§ Exercise details
Return every line of the material exactly.

§ Data
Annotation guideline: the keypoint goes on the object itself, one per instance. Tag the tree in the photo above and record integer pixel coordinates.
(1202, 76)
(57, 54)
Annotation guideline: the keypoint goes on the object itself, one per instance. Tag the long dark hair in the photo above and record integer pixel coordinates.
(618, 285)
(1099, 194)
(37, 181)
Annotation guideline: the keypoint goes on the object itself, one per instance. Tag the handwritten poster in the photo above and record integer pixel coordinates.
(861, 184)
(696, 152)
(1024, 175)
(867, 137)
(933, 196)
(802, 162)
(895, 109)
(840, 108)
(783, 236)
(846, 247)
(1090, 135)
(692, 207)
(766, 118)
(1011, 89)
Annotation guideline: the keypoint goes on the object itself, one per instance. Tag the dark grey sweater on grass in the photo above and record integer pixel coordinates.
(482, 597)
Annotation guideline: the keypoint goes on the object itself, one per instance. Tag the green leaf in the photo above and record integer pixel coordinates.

§ Expected output
Annotation guideline: the keypoint goes on the object itself, one per instance. Tag the tree in the photo above and record integer pixel coordinates.
(1202, 76)
(57, 54)
Annotation guideline: the keypoint goes on the object itself, one per instance. Tag the long dark hair in the photo above and record integer pixel coordinates.
(618, 285)
(1099, 194)
(37, 181)
Annotation guideline: the keypoint goes on the object itself, one per instance. Tag the handwritten poster in the photo above and record integer pixel coordinates.
(861, 184)
(696, 152)
(1024, 175)
(867, 137)
(933, 196)
(802, 162)
(895, 109)
(840, 108)
(783, 236)
(846, 247)
(1090, 135)
(692, 207)
(766, 118)
(1011, 89)
Annotation guideline: the keypoint goes on the object itself, one per instance. Tag the dark grey sweater on grass in the photo above and record integer pixel coordinates.
(482, 597)
Annotation guideline: the keypoint goes on the object itself, one per instance. Tag the green leaf in the photo above and record integer pixel coordinates.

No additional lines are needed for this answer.